March 30, 2026
5m 56s

Exploitation of vulnerabilities is the top initial access vector for bad actors in 2026, according to Verizon Business’s annual cybersecurity report.
According to the 2026 Data Breach Investigations Report (DBIR), vulnerabilities were exploited in 31% of the breaches studied for this year’s report, up from 20% in last year’s report. More alarmingly, only 26% of critical vulnerabilities were fully remediated by organizations in 2025, a drop from the previous year’s 38%.
“This DBIR finding hits a very real issue I see in the embedded world,” said James Sheridan, CEO and head engineer at Sheridan Technologies.
Unlike web apps and other software, embedded software can’t “just patch” old vulnerabilities — at least not easily. Embedded software is tied to hardware, vendor SDKs, legacy libraries, and other factors. Patching isn’t always realistic, which is something attackers are aware of.
“Where I see this play out is not usually some dramatic movie style exploit, it is more ordinary than that,” said Sheridan. “A product ships with an outdated network stack. A vendor SDK has a known issue, but updating it risks breaking drivers. Debug interfaces were useful during development and never fully locked down. OTA updates were planned for later and never made it into the first production release. A device uses a certificate, key, or credential pattern that made sense during prototype development but should never have survived into production. Those are the kinds of things attackers love because they age badly.”
Simple exploits are enticing to attackers, and now, they are even easier to find with the increased capability of AI models to find vulnerabilities at scale.
“The findings in the 2026 DBIR point to a very real problem the industry has already been facing,” Joseph M. Saunders, CEO and Founder of RunSafe Security, said. “Now, AI is accelerating vulnerability discovery. We will likely see a further increase in initial access as the top cybersecurity risk, and patching challenges will only compound.”
Patches aren’t always released for embedded software. However, even when patches are available, many organizations don’t install them, worried that the update will create new problems in their tech stacks.
“From my experience, embedded systems are becoming more exposed as devices become more connected and software stacks grow complex while systems are expected to remain highly stable,” said developer Manita Ngarmpaiboonsombat.
Edward Tian, CEO of GPTZero, says that he’s seen many organizations tolerate known vulnerabilities rather than risk breaking something with a patch.
“Earlier this year, I conducted an internal application review and discovered there were components within that application that, despite being known internally to be well over a year out of date, more than likely could have been updated a long time ago,” he said. “Nobody wanted to take the chance of an unplanned outage and a problem for their end users by going through the process of updating them, thus they continued to postpone doing so.”

## [Data extracts]
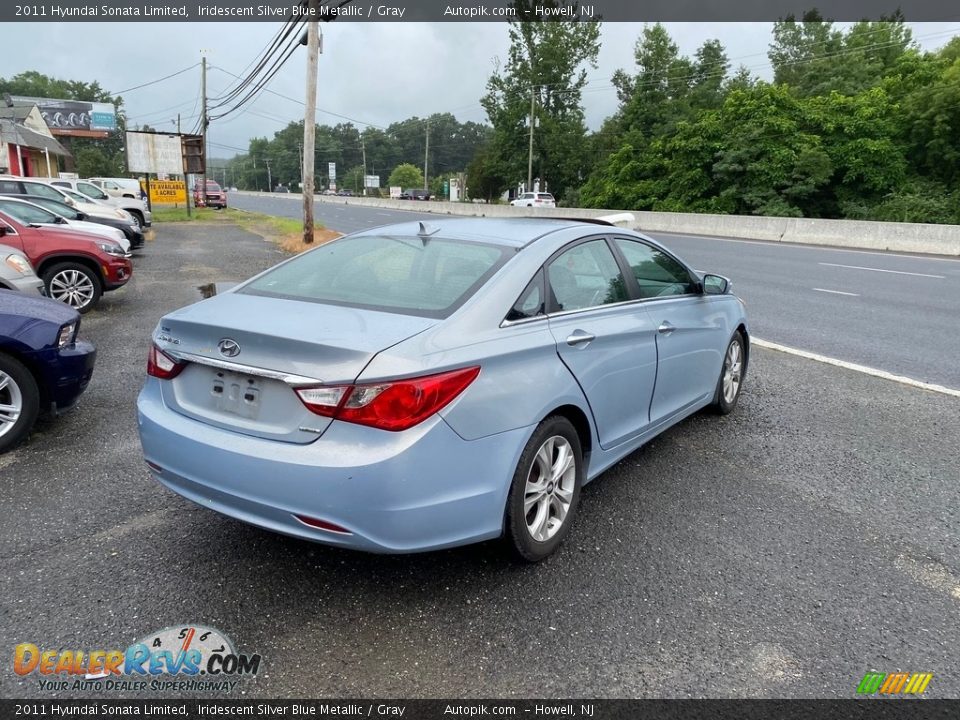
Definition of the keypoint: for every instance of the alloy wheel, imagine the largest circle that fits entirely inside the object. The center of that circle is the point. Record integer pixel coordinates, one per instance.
(732, 371)
(73, 288)
(549, 488)
(11, 403)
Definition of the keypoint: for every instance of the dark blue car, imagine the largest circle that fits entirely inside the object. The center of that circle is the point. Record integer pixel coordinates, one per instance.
(43, 367)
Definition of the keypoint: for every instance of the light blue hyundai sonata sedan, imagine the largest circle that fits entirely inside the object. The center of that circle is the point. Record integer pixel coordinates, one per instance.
(420, 386)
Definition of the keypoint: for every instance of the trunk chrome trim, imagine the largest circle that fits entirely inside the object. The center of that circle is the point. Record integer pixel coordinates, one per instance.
(288, 378)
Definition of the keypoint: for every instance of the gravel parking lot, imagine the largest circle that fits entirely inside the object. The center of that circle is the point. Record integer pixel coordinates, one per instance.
(782, 551)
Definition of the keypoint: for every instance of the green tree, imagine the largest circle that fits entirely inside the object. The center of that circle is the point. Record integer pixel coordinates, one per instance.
(815, 58)
(353, 179)
(546, 64)
(406, 176)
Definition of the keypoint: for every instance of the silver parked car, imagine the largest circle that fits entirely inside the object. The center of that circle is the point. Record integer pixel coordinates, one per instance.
(419, 386)
(16, 272)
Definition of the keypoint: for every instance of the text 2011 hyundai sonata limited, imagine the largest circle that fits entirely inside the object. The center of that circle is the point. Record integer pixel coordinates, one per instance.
(417, 386)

## [Exercise 1]
According to the article on the 2026 Data Breach Investigations Report, what share of critical vulnerabilities did organizations fully remediate in 2025?
## [Exercise 2]
Please pick up the article on the 2026 Data Breach Investigations Report and continue it from the point where it stops.

## [Reply 1]
26%, down from 38% the previous year.

## [Reply 2]
This mindset means that some organizations are seeing the patches themselves — rather than the vulnerabilities — as the risk.
“In many cases, the embedded software has functioned as expected and without problems for several years,” said Tian. “Therefore, when the time comes to issue a security update for the embedded software, the organization does not see issuing the update as an accepted industry best practice but, rather, sees it as introducing an unacceptable risk.”
This creates a dangerous environment, and one that attackers are happy to exploit.
Traditionally, security teams have treated patching as a monthly project, but that has to change. When it comes to patching vulnerabilities, organizations need to move fast. Attackers are speeding up their exploits, testing vulnerabilities as soon as they become public.
This can be complicated for embedded software, said Ngarmpaiboonsombat.
“One of the biggest challenges is balancing security updates with operational reliability, as organizations need extensive validation before deploying into the production environments,” he said.
To act quickly on new updates and patches for embedded systems, organizations will need to plan ahead and be aware of the complexities of their tech stack.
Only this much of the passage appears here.